>> Start Data excerpts

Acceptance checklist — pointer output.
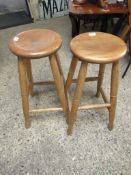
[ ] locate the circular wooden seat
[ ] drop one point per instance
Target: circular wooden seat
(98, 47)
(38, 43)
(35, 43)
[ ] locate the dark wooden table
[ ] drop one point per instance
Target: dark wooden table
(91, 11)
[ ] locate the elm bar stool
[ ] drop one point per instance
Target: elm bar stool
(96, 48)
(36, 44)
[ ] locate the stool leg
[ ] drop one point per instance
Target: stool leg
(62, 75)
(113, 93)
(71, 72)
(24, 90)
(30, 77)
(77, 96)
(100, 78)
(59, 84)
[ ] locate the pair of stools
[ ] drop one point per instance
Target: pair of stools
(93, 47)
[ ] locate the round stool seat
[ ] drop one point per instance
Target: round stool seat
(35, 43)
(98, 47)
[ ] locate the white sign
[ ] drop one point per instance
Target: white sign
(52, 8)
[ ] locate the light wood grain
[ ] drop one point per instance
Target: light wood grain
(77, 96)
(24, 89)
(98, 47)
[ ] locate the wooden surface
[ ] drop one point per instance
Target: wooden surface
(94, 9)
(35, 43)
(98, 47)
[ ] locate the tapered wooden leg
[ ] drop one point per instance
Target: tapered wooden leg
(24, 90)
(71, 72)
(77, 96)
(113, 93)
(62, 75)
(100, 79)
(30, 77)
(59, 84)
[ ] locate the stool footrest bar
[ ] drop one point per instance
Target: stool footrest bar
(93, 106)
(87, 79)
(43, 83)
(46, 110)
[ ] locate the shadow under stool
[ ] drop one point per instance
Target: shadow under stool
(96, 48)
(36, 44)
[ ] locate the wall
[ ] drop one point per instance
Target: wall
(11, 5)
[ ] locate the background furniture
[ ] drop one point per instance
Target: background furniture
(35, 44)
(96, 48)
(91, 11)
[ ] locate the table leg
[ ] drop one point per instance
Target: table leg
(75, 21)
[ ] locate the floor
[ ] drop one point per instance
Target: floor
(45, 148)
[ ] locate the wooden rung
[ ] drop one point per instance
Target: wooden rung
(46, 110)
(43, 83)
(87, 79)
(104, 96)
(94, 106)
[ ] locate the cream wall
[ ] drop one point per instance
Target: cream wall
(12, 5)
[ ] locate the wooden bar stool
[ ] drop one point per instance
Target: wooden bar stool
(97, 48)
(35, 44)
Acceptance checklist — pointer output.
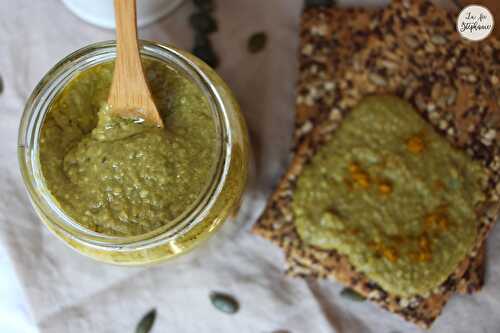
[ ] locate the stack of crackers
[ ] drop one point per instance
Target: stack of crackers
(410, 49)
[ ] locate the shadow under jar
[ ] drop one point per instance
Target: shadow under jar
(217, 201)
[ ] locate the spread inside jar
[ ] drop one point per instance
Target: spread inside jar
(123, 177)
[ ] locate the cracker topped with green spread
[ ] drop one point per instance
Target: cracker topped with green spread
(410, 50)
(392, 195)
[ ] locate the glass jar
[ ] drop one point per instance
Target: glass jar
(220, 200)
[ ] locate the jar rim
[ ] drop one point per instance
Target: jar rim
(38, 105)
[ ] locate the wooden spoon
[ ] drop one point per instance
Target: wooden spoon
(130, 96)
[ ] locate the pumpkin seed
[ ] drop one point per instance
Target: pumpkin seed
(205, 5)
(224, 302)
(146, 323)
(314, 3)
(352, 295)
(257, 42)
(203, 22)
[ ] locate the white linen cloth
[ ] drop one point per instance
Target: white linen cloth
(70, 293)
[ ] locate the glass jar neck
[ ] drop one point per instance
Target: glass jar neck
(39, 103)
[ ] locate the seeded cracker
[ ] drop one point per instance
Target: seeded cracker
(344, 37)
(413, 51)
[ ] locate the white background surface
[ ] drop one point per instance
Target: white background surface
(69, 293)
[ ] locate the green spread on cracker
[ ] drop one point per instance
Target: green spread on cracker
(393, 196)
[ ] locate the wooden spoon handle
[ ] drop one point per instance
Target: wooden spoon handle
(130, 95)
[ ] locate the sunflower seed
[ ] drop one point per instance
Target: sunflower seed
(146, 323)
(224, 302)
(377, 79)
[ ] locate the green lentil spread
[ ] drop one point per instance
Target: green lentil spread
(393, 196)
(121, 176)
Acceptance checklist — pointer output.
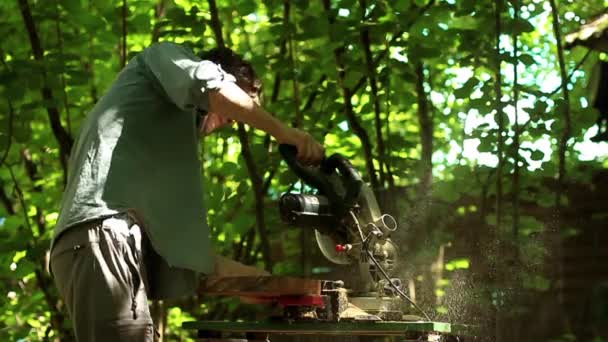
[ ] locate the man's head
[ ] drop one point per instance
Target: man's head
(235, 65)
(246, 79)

>> End Data excerpts

▶ **Exercise task**
Restate the whole listing above exactly, except for its images.

▶ **Task response**
Acceptance checklist — pointer output.
[ ] locate the circular wooden seat
[ ] drop one point per instance
Target: circular wooden seat
(98, 47)
(38, 43)
(35, 43)
[ ] locate the dark wooden table
[ ] drop one point per instance
Target: dark wooden table
(91, 11)
[ ] locate the elm bar stool
[ ] drop one point per instance
Target: elm bar stool
(96, 48)
(36, 44)
[ ] locate the stool leg
[ ] drop one point per instance
Target: stool leg
(62, 75)
(113, 93)
(71, 72)
(24, 90)
(30, 77)
(77, 96)
(100, 78)
(59, 84)
[ ] locate the pair of stools
[ ] drop one point per instance
Target: pair of stools
(93, 47)
[ ] locate the round stool seat
[ ] drop one point per instance
Target: round stool seat
(35, 43)
(98, 47)
[ ] locate the white sign
[ ] drop one point per instance
Target: white sign
(52, 8)
[ ] locate the light wood grain
[ ] drop one point per instance
Target: light wood grain
(77, 96)
(24, 89)
(98, 47)
[ ] locate the wooden surface
[ ] drop one point per instance
Target: wooden surface
(94, 9)
(35, 43)
(98, 47)
[ ] locate the tapered wooden leg
[ ] drop one point per instance
Target: tapered wooden leg
(24, 90)
(71, 72)
(77, 96)
(113, 93)
(62, 75)
(100, 79)
(30, 77)
(59, 84)
[ ] locate the stool footrest bar
[ ] drop one point per instance
Target: stool footrest bar
(93, 106)
(87, 79)
(43, 83)
(46, 110)
[ ] locate the shadow under stool
[ ] drop one point per instance
Target: shadow under stool
(96, 48)
(36, 44)
[ ] locate the wall
[ ] drop one point per instance
Target: wall
(11, 5)
[ ] locate the background furniture
[ ] drop one point per instance
Target: background furniture
(35, 44)
(96, 48)
(91, 11)
[ ] locate the table leg
[ ] drop one point per instance
Target: table leg
(75, 21)
[ ] locate the floor
[ ] drop one point per instance
Target: floor
(45, 148)
[ ] locate the wooden rung
[ ] drop one point per instance
Target: wooden rung
(46, 110)
(43, 83)
(87, 79)
(104, 96)
(94, 106)
[ ] locate the cream wall
[ ] drop one point per instance
Target: cream wall
(12, 5)
[ ] locate the wooden bar stool
[ ] drop one point per instance
Target: wooden bar stool
(97, 48)
(35, 44)
Acceptance checklist — pointer output.
[ ] locate the stack of crackers
[ ] drop one point per instance
Target: stack of crackers
(410, 49)
[ ] locate the shadow under jar
[ ] drop one point per instance
Target: shadow under jar
(217, 201)
[ ] locate the spread inside jar
[ ] drop one point per instance
Target: spread inside jar
(123, 177)
[ ] locate the cracker topped with green spread
[ ] drop one point per instance
Target: cracker topped with green spread
(410, 50)
(392, 195)
[ ] locate the glass jar
[ ] drop one point per instance
Target: glass jar
(220, 200)
[ ] locate the jar rim
[ ] drop one point per instance
Target: jar rim
(38, 105)
[ ] locate the wooden spoon
[ ] drop one point per instance
Target: wooden spoon
(130, 96)
[ ] locate the pumpkin seed
[ ] drop one point per instance
Target: pumpkin seed
(205, 5)
(224, 302)
(146, 323)
(314, 3)
(352, 295)
(257, 42)
(203, 22)
[ ] locate the white linen cloth
[ ] drop one point per instance
Target: white linen cloth
(70, 293)
[ ] locate the glass jar neck
[ ] drop one point per instance
Target: glass jar neck
(39, 103)
[ ] locate the seeded cracker
[ ] drop one point per instance
Target: seeded cracker
(344, 37)
(413, 51)
[ ] locate the white background surface
[ ] drop one point per instance
Target: white background surface
(69, 293)
[ ] locate the green spread on cracker
[ ] drop one point per instance
Target: green spread on cracker
(393, 196)
[ ] locate the wooden spoon handle
[ ] drop one point per instance
Target: wooden spoon handle
(130, 95)
[ ] locate the sunflower seed
[ ] drop one point per instance
Target: sunflower seed
(146, 323)
(224, 302)
(377, 79)
[ ] locate the green lentil spread
[ ] drop one point per instance
Target: green lentil spread
(393, 196)
(121, 176)
Acceptance checklist — pointer output.
[ ] locate the man's head
[ ] drop one point per instance
Target: man's head
(235, 65)
(246, 79)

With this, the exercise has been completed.